Source passage:
-------

= Anthonians =

Anthonians applies to four Catholic Religious communities or Orders and a single Chaldean one, all under the patronage of St. Anthony the Hermit, father of monasticism, or professing to follow his rule.

== Disciples of St. Anthony (Antonians)==
Men drawn to his hermitage in the Thebaid (Egypt) by the fame of his holiness, and forming the first monastic communities. Having changed his abode for the sake of solitude, the saint was again surrounded by followers (according to Rufinus, 6,000), living apart or in common. These he guided solely by his word and example.

The rule bearing his name was compiled from his letters and precepts. There are still in the Orient a number of monasteries claiming St. Anthony's rule, but in reality their rules date no further back than St. Basil.

The Maronite Antonians were divided into two congregations called St. Isaiah and St. Eliseus, or St. Anthony. Their constitutions were approved by Clement XII, the former in 1740, the latter in 1732. The former has 19 convents and 10 hospices; the latter, which has been subdivided, 10 convents and 8 hospices under the Aleppo branch, and 31 convents and 27 hospices under the Baladite branch.

== Antonines (Hospital Brothers of St. Anthony)==

A congregation founded by a certain Gaston of Dauphiné (c. 1095) and his son, in thanksgiving for miraculous relief from "St. Anthony's fire", a disease then epidemic. Near the Church of St. Anthony at Saint-Antoine-l'Abbaye (then called Saint-Didier de la Mothe) they built a hospital, which became the central house of the order. The members devoted themselves to the care of the sick, particularly those afflicted with the disease above mentioned, they wore a black habit with the Greek letter Tau (St. Anthony's cross) in blue.

-------

Dataset excerpts:
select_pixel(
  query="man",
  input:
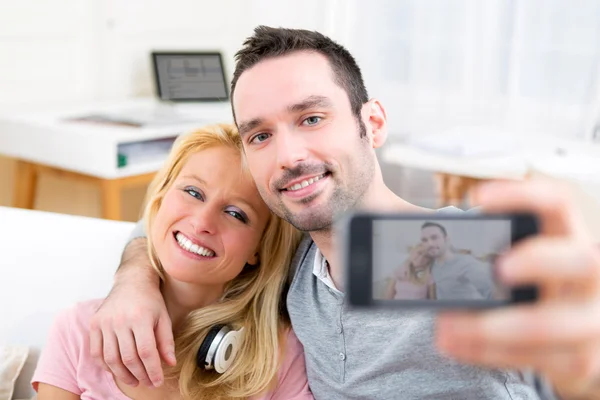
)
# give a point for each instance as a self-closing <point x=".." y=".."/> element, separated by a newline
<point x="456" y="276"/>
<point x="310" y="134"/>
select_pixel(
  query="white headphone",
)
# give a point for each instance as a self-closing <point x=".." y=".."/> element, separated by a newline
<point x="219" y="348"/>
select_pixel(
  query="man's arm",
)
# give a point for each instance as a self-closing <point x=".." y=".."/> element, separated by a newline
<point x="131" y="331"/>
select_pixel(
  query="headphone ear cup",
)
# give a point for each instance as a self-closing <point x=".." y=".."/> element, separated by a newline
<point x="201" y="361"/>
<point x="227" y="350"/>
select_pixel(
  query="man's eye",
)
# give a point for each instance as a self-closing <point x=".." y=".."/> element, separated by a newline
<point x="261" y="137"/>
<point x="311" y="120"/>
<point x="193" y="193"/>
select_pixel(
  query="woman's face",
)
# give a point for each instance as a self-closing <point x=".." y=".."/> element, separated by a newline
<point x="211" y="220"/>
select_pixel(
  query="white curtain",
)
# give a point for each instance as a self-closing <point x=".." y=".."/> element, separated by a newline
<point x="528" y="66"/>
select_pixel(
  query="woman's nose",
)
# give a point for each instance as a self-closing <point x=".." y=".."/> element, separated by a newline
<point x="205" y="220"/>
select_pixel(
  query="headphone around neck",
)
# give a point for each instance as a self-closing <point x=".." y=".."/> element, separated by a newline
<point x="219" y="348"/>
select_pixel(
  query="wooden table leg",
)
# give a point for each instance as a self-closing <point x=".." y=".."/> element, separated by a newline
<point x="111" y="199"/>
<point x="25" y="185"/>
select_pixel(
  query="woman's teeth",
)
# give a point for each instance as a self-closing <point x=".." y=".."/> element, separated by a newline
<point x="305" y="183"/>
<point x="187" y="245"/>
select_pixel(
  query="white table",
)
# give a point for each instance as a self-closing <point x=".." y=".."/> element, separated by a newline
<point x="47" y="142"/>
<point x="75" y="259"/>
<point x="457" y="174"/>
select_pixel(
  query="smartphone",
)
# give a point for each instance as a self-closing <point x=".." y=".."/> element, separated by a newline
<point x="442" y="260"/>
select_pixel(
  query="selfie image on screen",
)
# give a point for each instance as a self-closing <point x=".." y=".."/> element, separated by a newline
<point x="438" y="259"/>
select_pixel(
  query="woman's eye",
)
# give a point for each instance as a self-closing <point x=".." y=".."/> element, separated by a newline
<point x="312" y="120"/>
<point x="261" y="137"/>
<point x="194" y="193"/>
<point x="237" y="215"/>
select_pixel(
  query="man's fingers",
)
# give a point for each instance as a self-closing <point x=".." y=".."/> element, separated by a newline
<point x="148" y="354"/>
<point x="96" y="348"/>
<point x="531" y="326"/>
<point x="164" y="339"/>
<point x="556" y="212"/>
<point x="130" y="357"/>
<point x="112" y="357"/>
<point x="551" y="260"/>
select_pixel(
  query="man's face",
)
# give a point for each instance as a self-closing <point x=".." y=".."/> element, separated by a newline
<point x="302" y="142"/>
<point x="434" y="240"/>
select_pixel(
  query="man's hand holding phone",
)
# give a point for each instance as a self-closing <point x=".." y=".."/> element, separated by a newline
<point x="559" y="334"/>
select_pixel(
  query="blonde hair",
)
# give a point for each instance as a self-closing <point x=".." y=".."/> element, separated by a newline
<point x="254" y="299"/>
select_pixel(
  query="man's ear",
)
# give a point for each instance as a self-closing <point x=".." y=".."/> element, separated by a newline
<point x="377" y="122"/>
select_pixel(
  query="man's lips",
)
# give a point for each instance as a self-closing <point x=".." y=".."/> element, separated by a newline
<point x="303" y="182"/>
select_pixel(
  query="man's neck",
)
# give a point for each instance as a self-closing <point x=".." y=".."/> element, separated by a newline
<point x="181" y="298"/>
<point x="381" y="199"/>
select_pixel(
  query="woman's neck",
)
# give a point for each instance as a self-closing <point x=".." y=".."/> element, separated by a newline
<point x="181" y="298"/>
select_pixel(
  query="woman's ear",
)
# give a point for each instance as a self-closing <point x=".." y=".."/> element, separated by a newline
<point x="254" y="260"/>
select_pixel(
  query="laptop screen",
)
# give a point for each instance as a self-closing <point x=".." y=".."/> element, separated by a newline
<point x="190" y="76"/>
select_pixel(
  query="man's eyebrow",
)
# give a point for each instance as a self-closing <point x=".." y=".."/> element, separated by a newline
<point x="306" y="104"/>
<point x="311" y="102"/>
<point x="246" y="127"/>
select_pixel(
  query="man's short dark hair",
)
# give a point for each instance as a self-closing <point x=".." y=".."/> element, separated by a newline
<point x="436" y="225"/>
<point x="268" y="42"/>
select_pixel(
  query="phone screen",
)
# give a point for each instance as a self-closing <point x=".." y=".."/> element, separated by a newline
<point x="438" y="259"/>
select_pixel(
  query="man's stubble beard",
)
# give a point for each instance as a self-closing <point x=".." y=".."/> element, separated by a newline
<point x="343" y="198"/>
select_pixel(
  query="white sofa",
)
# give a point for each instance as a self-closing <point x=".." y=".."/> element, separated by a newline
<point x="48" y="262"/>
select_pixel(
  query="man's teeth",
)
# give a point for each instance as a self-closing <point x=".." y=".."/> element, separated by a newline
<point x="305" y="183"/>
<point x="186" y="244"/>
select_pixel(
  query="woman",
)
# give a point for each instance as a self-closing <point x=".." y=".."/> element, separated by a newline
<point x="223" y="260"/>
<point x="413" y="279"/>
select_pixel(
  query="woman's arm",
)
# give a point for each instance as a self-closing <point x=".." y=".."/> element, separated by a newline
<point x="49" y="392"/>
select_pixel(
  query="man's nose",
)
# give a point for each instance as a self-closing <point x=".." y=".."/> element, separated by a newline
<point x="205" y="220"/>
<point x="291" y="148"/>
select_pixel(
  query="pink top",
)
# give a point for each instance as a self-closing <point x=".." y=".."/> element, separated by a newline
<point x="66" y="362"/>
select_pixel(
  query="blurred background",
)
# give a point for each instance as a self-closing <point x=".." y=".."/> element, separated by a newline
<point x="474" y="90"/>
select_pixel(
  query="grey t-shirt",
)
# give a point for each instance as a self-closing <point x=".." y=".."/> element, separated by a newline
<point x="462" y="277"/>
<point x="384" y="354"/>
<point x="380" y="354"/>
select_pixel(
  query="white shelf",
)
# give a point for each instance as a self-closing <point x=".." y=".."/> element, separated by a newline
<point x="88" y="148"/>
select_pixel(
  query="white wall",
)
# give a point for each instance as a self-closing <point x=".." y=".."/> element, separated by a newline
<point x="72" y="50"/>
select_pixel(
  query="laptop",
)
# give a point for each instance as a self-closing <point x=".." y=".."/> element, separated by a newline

-------

Pick up the passage on the Anthonians after its final sentence and continue it.

Answer area:
At first laymen, they received monastic vows from Pope Honorius III (1218), and were constituted canons regular with the Rule of St. Augustine by Boniface VIII (1297). The congregation spread through France, Spain, and Italy, and gave the Church a number of distinguished scholars and prelates. Among their privileges was that of caring for the sick of the papal household. With wealth came relaxation of discipline and a reform was ordained (1616) and partially carried out. In 1777 the congregation was canonically united with the Knights of Malta but was suppressed during the French Revolution.

== Antonians==
A congregation of orthodox Armenians founded during the seventeenth century at the time of the persecutions of Catholic Armenians. Abram Atar Poresigh retired to the Libanus with three companions, and founded the monastery of the Most Holy Saviour under the protection of St. Anthony, to supply members for mission work.

A second foundation was made on Mount Lebanon, and a third in Rome (1753), which was approved by Clement XIII. Some members of this congregation took a prominent part in the Armenian Schism (1870–80).

== Congregation of Saint Anthony==
Founded in Flanders in 1615, and placed under the rule of St. Augustine by Pope Paul V, and under the jurisdiction of the provincial of the Belgian Augustinians. The only monastery was called Castelletum.

==Chaldean Antonians==
Of the Congregation of Saint-Homisdas, founded by Gabriel Dambo (1809) in Mesopotamia. They have 4 convents and several parishes and stations.